Records shown:
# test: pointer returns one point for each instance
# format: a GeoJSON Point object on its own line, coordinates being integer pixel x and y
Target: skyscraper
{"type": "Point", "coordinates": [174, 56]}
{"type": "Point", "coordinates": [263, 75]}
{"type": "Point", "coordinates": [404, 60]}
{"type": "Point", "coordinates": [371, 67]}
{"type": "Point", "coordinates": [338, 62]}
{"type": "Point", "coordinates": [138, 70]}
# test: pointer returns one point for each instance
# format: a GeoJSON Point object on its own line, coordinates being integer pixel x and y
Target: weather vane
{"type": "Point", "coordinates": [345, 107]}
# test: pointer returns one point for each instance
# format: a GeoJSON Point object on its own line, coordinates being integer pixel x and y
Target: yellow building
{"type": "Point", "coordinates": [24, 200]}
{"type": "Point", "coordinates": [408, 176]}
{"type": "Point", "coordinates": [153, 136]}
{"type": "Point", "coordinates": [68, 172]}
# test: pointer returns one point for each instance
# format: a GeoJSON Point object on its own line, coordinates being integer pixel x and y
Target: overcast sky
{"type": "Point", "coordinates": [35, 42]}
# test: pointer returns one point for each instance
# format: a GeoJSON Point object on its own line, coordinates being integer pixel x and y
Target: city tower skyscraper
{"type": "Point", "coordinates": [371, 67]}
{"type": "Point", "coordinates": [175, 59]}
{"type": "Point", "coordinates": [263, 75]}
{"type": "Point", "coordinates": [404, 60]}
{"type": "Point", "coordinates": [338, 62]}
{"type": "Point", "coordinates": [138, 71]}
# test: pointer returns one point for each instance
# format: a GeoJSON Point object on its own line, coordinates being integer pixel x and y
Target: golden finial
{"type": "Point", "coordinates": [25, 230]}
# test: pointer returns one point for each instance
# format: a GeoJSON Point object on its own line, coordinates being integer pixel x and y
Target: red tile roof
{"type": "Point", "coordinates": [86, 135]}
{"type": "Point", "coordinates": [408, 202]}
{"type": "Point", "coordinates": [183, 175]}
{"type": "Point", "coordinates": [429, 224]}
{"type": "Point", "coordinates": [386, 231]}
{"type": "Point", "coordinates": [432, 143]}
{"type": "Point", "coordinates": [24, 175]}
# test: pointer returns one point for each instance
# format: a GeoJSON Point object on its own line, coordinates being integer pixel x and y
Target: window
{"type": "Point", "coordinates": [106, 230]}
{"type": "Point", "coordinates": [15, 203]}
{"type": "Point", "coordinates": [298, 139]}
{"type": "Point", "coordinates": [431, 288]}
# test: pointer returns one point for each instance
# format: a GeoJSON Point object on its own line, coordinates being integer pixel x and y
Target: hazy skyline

What needs to be done:
Show each line from the rows above that contains the string "skyscraper", matching case exactly.

Exercise output:
Target: skyscraper
Target: city tower skyscraper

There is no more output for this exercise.